Task objective:
Produce a verbatim transcription of the records below, beginning at the line containing "negative clicks: (910, 93)" and ending at the final line; include only those lines.

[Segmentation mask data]

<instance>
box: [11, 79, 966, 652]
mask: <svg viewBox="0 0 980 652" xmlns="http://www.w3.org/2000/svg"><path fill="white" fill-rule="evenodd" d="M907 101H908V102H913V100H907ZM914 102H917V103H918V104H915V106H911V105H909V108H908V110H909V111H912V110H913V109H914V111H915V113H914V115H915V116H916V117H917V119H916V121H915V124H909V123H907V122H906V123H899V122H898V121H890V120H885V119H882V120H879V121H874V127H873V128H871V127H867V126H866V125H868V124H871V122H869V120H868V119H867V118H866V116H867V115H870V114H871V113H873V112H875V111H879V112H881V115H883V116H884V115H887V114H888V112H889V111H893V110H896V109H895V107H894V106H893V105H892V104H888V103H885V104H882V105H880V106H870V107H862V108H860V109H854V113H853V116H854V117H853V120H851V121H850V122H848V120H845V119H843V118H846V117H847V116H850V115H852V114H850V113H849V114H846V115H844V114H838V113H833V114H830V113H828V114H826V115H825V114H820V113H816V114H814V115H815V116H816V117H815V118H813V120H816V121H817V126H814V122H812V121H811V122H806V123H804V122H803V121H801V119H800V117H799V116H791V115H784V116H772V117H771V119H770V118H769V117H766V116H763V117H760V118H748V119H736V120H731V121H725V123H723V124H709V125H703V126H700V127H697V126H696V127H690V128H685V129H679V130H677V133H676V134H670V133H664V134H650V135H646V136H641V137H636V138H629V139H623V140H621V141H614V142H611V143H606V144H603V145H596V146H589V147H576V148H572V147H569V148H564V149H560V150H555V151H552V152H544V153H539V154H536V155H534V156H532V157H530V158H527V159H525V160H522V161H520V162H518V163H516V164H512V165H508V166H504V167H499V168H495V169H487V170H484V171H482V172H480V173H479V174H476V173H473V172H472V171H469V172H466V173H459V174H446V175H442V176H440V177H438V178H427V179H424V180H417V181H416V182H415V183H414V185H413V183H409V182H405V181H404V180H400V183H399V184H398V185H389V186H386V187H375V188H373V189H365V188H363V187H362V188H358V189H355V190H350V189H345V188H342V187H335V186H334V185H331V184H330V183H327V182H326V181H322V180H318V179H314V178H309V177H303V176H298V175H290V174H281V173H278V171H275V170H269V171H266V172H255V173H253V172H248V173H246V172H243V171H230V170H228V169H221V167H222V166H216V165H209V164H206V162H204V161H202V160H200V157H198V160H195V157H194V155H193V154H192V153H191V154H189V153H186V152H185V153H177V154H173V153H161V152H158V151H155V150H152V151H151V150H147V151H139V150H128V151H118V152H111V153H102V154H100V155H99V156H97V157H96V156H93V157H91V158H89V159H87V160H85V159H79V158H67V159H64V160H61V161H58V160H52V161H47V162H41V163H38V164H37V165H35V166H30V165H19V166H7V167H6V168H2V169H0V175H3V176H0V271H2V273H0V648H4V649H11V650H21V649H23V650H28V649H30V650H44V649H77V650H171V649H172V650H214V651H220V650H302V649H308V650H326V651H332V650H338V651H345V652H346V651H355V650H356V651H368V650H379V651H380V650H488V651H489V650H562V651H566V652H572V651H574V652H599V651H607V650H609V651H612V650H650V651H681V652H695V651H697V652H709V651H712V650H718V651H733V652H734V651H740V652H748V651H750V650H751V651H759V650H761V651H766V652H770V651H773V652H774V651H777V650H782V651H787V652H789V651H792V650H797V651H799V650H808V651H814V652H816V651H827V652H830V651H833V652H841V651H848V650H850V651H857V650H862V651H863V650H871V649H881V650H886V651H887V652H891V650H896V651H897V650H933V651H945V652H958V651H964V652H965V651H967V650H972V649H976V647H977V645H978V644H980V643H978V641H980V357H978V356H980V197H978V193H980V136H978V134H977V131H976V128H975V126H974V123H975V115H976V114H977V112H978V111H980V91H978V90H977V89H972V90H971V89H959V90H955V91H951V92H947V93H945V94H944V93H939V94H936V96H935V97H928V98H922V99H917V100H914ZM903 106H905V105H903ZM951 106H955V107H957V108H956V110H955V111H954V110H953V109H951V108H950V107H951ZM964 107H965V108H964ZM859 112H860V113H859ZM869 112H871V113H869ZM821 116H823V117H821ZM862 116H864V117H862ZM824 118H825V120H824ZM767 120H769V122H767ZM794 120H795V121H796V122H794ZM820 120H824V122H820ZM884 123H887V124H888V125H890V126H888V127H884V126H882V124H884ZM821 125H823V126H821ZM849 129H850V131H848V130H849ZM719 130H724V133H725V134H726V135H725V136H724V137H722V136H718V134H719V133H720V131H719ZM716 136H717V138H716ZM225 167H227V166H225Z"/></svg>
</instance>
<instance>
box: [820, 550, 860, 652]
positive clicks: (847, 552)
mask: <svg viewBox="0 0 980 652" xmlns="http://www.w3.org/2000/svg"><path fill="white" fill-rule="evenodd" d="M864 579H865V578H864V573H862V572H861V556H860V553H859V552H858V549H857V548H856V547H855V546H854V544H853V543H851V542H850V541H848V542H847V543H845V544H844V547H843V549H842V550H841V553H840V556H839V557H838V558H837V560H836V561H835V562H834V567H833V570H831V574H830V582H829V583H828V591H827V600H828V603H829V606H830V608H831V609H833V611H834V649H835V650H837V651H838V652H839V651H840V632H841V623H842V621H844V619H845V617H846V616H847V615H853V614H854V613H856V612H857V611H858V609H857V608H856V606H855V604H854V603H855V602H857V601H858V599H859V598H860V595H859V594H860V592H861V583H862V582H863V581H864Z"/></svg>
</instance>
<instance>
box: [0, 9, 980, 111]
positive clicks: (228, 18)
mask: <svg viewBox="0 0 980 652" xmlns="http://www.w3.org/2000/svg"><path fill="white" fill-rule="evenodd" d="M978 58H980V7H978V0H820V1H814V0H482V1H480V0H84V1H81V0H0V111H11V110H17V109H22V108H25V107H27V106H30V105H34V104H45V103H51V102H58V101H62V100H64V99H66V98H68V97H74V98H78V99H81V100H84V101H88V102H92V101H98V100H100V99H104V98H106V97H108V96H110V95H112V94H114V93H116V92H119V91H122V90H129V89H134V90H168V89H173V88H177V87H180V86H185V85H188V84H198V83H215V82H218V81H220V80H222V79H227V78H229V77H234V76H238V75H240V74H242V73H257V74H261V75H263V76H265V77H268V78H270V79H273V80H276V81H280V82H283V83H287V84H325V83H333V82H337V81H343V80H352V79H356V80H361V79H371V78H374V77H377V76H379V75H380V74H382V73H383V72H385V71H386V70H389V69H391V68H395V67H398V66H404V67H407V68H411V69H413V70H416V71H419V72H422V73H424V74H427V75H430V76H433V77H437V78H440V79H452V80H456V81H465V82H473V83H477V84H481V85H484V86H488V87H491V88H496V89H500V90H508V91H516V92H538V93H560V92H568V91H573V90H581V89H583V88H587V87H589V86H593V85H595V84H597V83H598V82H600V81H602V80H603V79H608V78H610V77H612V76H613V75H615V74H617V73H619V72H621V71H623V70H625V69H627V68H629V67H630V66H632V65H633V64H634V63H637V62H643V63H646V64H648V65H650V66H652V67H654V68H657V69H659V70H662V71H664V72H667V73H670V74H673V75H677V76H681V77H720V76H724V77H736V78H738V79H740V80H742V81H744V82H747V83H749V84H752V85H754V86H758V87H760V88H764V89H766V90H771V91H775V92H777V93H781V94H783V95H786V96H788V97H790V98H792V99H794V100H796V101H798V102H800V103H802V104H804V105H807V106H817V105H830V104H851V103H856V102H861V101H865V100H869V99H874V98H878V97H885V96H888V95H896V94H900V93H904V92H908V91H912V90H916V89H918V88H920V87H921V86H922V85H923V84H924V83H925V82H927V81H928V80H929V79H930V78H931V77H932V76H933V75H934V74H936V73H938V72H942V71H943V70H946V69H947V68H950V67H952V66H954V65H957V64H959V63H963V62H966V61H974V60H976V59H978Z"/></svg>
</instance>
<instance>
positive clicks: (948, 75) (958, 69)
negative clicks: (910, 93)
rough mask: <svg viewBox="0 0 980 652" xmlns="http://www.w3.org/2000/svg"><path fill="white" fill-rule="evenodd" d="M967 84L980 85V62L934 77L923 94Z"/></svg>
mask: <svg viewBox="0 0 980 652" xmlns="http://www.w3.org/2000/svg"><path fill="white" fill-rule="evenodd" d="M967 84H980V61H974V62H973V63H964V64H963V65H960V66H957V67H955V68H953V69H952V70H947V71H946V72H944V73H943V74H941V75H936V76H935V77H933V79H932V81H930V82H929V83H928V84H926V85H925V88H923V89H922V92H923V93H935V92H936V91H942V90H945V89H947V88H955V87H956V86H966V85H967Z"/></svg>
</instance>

Response area:
negative clicks: (910, 93)
rough mask: <svg viewBox="0 0 980 652" xmlns="http://www.w3.org/2000/svg"><path fill="white" fill-rule="evenodd" d="M967 84L980 85V62L934 77L923 94Z"/></svg>
mask: <svg viewBox="0 0 980 652" xmlns="http://www.w3.org/2000/svg"><path fill="white" fill-rule="evenodd" d="M967 84H980V61H974V62H973V63H964V64H963V65H960V66H957V67H955V68H953V69H952V70H947V71H946V72H944V73H943V74H941V75H936V76H935V77H933V79H932V81H930V82H929V83H928V84H926V85H925V88H923V89H922V92H923V93H935V92H936V91H942V90H945V89H947V88H955V87H956V86H966V85H967Z"/></svg>
</instance>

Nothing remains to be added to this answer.